Stored items from a collection:
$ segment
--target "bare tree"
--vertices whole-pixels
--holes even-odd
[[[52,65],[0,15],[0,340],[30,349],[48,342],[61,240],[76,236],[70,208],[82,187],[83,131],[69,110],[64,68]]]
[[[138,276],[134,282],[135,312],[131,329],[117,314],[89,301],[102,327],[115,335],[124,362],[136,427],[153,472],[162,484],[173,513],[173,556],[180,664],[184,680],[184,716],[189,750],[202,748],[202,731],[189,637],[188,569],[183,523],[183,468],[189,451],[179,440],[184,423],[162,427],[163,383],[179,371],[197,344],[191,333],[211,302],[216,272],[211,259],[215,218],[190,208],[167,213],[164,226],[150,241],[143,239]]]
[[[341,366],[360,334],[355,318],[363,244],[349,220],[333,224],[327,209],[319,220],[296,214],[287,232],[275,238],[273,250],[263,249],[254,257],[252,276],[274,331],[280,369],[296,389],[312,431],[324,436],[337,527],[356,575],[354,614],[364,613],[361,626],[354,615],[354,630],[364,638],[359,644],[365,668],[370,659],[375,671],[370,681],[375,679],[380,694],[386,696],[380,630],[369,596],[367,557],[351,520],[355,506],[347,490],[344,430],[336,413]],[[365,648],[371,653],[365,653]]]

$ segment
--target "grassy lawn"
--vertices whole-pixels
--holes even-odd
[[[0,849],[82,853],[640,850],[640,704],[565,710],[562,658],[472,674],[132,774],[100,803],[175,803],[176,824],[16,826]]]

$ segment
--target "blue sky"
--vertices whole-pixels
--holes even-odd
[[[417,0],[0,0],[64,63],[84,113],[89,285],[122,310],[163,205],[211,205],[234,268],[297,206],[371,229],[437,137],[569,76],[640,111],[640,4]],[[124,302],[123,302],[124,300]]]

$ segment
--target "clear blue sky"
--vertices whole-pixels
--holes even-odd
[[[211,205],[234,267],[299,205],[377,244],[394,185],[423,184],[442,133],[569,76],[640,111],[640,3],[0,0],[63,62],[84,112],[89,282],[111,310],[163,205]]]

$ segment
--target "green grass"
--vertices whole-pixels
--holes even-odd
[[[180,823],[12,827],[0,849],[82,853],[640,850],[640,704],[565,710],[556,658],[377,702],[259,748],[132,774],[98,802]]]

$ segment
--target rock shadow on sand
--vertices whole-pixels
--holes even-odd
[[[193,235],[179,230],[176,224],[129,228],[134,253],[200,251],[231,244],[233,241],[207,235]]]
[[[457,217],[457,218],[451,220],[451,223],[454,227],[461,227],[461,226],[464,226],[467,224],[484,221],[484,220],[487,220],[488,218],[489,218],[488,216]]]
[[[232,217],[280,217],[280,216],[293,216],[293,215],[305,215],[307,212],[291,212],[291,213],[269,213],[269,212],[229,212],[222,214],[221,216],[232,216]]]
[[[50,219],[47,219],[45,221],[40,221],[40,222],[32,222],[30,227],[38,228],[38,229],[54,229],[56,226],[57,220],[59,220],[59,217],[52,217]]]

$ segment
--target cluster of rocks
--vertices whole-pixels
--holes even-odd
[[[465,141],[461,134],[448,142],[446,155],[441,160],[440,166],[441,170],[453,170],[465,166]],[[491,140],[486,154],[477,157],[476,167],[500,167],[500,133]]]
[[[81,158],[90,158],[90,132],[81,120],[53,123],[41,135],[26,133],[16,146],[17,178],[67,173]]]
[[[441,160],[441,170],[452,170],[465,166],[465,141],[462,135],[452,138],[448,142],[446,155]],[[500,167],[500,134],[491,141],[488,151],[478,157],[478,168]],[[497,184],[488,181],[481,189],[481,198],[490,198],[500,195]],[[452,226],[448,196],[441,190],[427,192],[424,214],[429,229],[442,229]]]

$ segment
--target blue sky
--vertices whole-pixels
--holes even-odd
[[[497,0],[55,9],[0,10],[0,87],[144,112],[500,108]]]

(What you are asked to do) Go through the data above and tally every line that includes "target". State only the total.

(Task response) 8